• _Try it_
The task calls for every line of the data to be retyped exactly.

◆ ◆ ◆ ◆

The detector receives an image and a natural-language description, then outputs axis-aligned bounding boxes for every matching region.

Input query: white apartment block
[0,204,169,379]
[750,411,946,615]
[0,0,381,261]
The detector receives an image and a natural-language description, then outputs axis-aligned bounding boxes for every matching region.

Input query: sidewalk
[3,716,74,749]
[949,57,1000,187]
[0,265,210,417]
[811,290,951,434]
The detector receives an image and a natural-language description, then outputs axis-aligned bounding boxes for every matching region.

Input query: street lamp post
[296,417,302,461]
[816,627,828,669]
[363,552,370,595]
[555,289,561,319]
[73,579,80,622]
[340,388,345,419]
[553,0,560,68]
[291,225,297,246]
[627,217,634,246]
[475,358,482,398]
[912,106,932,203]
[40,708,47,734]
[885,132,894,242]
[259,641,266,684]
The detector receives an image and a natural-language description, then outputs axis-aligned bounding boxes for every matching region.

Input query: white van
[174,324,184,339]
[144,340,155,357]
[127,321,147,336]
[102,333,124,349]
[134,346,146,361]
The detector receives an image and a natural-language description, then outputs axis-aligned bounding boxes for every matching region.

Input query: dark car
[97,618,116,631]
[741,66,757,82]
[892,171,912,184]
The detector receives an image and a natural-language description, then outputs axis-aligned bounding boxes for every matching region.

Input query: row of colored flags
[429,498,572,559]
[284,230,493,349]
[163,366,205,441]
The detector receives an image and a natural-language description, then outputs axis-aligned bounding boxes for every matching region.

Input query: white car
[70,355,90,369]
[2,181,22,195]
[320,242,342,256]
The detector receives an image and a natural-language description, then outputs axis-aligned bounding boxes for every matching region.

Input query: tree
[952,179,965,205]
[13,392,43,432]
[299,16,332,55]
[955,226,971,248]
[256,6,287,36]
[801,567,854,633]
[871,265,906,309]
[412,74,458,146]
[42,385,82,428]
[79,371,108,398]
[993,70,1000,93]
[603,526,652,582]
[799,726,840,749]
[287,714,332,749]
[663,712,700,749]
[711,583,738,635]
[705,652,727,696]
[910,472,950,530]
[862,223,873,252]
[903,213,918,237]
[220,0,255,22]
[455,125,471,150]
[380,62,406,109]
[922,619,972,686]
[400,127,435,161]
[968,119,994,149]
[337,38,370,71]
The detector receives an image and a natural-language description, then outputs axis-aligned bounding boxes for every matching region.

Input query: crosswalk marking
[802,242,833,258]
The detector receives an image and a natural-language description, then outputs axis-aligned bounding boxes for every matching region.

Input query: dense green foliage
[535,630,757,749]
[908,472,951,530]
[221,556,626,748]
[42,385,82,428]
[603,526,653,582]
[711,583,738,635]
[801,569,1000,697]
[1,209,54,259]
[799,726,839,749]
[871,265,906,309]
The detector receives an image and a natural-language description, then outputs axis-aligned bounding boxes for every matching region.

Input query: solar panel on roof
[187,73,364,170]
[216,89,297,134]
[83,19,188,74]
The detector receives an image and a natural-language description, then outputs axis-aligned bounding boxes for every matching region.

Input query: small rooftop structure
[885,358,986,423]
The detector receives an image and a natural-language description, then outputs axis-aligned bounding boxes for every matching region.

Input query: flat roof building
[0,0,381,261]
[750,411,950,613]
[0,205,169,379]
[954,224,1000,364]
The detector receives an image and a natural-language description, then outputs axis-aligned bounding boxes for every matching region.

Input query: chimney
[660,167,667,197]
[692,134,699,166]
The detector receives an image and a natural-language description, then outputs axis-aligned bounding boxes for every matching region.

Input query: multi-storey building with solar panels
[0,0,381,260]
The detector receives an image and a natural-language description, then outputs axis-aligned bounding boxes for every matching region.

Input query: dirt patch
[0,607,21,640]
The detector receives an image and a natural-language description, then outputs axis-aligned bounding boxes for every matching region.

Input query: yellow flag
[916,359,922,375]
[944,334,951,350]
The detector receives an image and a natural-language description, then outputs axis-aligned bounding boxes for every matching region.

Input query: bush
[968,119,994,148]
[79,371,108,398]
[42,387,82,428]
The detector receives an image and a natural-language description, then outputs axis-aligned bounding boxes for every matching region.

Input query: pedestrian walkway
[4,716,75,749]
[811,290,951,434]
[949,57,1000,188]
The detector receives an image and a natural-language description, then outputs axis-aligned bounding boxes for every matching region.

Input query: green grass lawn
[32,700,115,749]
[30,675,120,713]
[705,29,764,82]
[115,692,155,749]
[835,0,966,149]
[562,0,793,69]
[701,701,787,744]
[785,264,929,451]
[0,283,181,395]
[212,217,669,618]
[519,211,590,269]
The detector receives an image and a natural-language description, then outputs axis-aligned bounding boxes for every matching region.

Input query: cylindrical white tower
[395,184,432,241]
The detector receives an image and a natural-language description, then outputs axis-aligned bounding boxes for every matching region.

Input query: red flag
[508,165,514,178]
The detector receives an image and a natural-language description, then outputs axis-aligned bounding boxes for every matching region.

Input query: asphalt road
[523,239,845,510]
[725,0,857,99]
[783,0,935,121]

◆ ◆ ◆ ◆

• _Task output_
The detector receives an image and a natural-language description, then outputs axis-aligned bounding boxes for every matching region.

Input query: white apartment block
[0,204,169,379]
[750,411,946,615]
[0,0,381,261]
The detector receives an image and a natural-language description, then outputs axis-aligned bounding boxes for every matching region.

Input query: sidewalk
[3,716,74,749]
[949,57,1000,187]
[0,265,210,417]
[811,290,951,434]
The detector receives an image and a natural-language description, then outputs axis-aligned bounding boxes for every matching region.

Input query: street lamp post
[296,417,302,461]
[816,627,828,669]
[363,552,370,595]
[555,289,561,319]
[73,579,80,622]
[340,388,345,419]
[553,0,560,68]
[291,225,297,246]
[627,217,634,246]
[475,358,482,398]
[912,106,932,203]
[40,708,47,734]
[885,132,894,242]
[259,641,266,684]
The detector receives an image and a natural-language description, then outputs axis-aligned bounding boxes for every matching region.

Input query: white van
[174,324,184,339]
[144,340,155,357]
[127,321,147,336]
[102,333,124,349]
[134,346,146,361]
The detector receives an image and a natural-language description, then outputs axis-aligned bounding boxes for every matching region.

Input query: dark car
[97,618,116,631]
[741,66,757,82]
[892,171,912,184]
The detector receives an image and a natural-language description, then outputs axis-aligned bounding boxes for every matching region.

Input query: row of colored flags
[429,498,572,559]
[284,230,493,349]
[163,366,205,441]
The detector receives an image and a natural-language description, then outputs axis-aligned bounding boxes for every matching region.

Input query: white car
[70,355,90,369]
[2,181,22,195]
[320,242,342,256]
The detector receives an image and a natural-language description, then outputs axis-aligned bounding boxes for every matching region.

Input query: tree
[952,179,965,205]
[13,392,43,432]
[299,16,332,55]
[955,226,971,248]
[256,6,287,36]
[801,567,854,633]
[871,265,906,309]
[412,74,458,146]
[42,385,82,428]
[79,371,108,398]
[993,70,1000,93]
[603,526,652,582]
[799,726,840,749]
[287,714,332,749]
[663,712,700,749]
[711,583,738,635]
[705,652,727,696]
[910,472,950,530]
[862,223,873,252]
[903,213,918,237]
[220,0,255,22]
[455,125,471,150]
[380,62,406,109]
[922,619,972,686]
[400,127,435,161]
[968,119,994,149]
[337,38,370,71]
The detector receives an image and a natural-language description, then outputs axis-aligned bounding boxes for every matching region.

Input query: crosswalk marking
[802,242,833,258]
The detector receives an image and a natural-language description, then outputs axis-aligned bounding boxes for every matching region.

Input query: dense green foliage
[535,630,757,749]
[908,472,951,530]
[221,556,626,748]
[42,385,82,428]
[603,526,653,582]
[711,583,738,635]
[801,569,1000,697]
[1,209,54,259]
[799,726,839,749]
[871,265,906,309]
The detector receives an image and a natural-language description, then outputs axis-aligned bounding boxes for every matching region.

Input query: solar panel on roof
[187,73,364,170]
[216,89,297,134]
[83,19,188,74]
The detector receives an image and a natural-language description, then outputs axis-aligned bounding boxes for every matching region.

Input query: small rooftop structure
[885,358,986,423]
The detector receives an image and a natural-language description, then outputs axis-aligned bounding boxes for every matching region.

Input query: flat roof building
[0,0,381,261]
[750,411,950,613]
[0,205,169,379]
[954,224,1000,364]
The detector receives an image and a natural-language description, then outputs axis-aligned bounding boxes for every matching region.

Input query: chimney
[660,167,667,197]
[692,134,699,166]
The detector receives an image and a natural-language description, then outputs axis-aligned bounding boxes for every matching region.

Input query: multi-storey building with solar panels
[0,0,381,260]
The detector receives an image and a natural-language description, then outputs axis-aligned bounding boxes for every matching region.

Input query: dirt patch
[0,607,21,640]
The detector receives an image and a natural-language description, then outputs axis-aligned bounding boxes for every matching region.

Input query: yellow flag
[916,359,922,375]
[944,334,951,350]
The detector receives an image and a natural-language description, then outputs axis-aligned bounding boxes for every matching region.

Input query: bush
[968,119,994,148]
[79,371,108,398]
[42,387,82,428]
The detector receives an image and a natural-language description, then outputs axis-aligned bounding boxes for every matching region.

Input query: pedestrian walkway
[4,716,75,749]
[811,290,951,434]
[949,57,1000,188]
The detector receives an image and a natural-language description, then outputs axis-aligned bounding boxes for every matching region.

Input query: green grass lawn
[32,700,115,749]
[30,675,120,713]
[705,29,764,82]
[115,692,155,749]
[835,0,966,149]
[562,0,793,69]
[701,701,787,744]
[785,264,929,451]
[0,283,181,395]
[212,217,669,618]
[519,211,590,269]
The detector receives an image and a natural-language description, then outputs axis-aligned bounding boxes for every matching region.

Input query: cylindrical white tower
[395,184,432,241]
The detector receives an image and a natural-language description, then outputs axis-aligned bounding boxes for every matching region.

Input query: red flag
[508,165,514,178]
The detector receives an image and a natural-language description, then outputs axis-aligned bounding boxes for every matching region.

Input query: asphalt road
[523,239,845,510]
[725,0,857,99]
[783,0,935,121]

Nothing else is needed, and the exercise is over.